Exercise description: Print the passage of the Tibet book description starting at "Sam van Schaik" and ending at "of recent decades.".

Given text:
A timely and illuminating history of Tibet, from the seventh century to what it means to be Tibetan today
Situated north of the Himalayas, Tibet is famous for its unique culture and its controversial assimilation into modern China. Yet Tibet in the twenty-first century can only be properly understood in the context of its extraordinary history.
Sam van Schaik brings the history of Tibet to life by telling the stories of the people involved, from the glory days of the Tibetan empire in the seventh century through to the present day. He explores the emergence of Tibetan Buddhism and the rise of the Dalai Lamas, Tibet's entanglement in the "Great Game" in the early twentieth century, its submission to Chinese Communist rule in the 1950s, and the troubled times of recent decades.
Tibet sheds light on the country's complex relationship with China and explains often-misunderstood aspects of its culture, such as reborn lamas, monasteries and hermits, The Tibetan Book of the Dead, and the role of the Dalai Lama. Van Schaik works through the layers of history and myth to create a compelling narrative, one that offers readers a greater understanding of this important and controversial corner of the world.

Excerpted data:
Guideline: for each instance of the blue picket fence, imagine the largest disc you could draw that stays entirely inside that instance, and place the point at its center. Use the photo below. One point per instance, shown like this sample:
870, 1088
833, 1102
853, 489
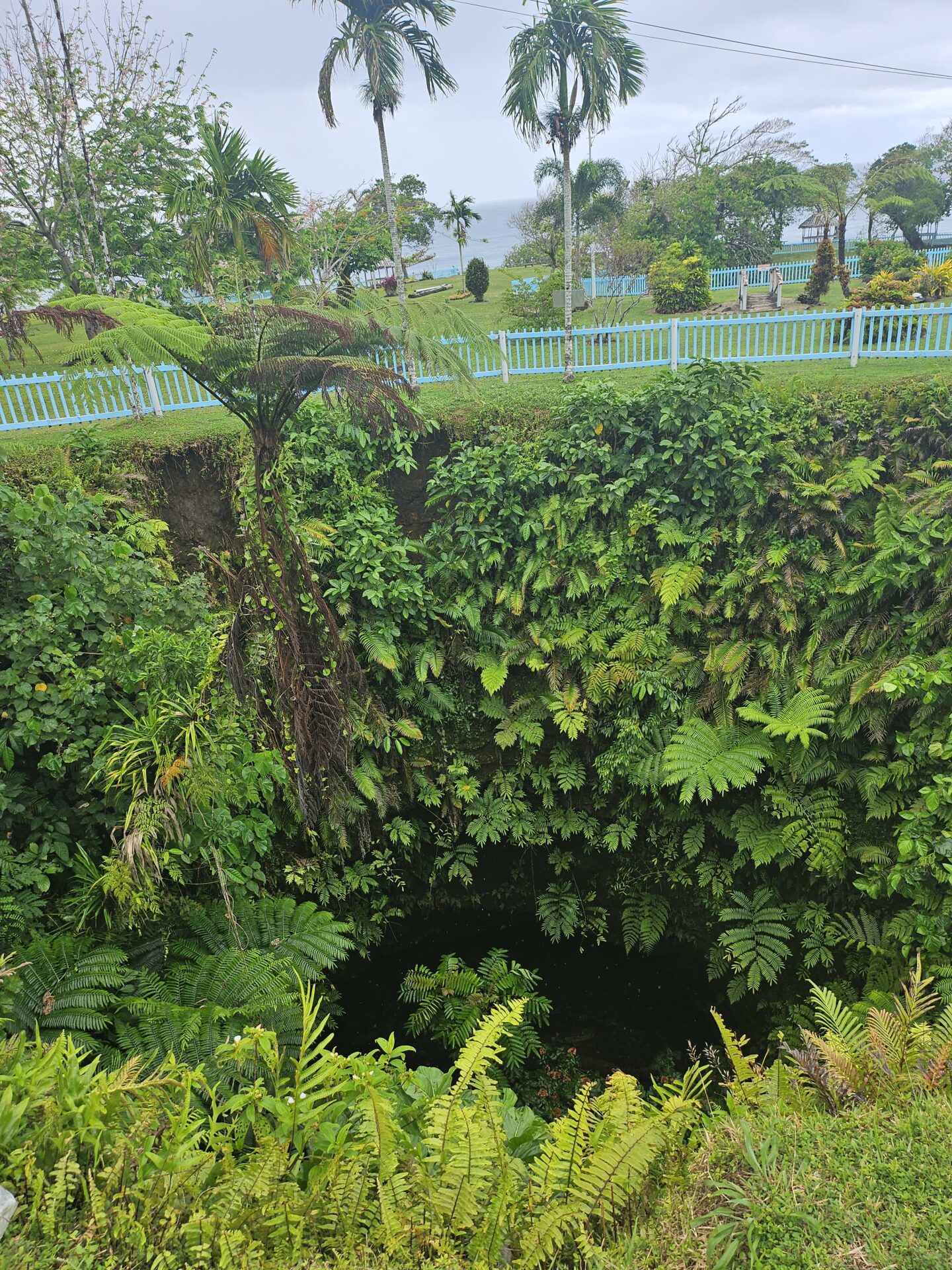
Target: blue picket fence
69, 397
926, 331
725, 280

Response to the exercise:
Sam van Schaik brings the history of Tibet to life by telling the stories of the people involved, from the glory days of the Tibetan empire in the seventh century through to the present day. He explores the emergence of Tibetan Buddhism and the rise of the Dalai Lamas, Tibet's entanglement in the "Great Game" in the early twentieth century, its submission to Chinese Communist rule in the 1950s, and the troubled times of recent decades.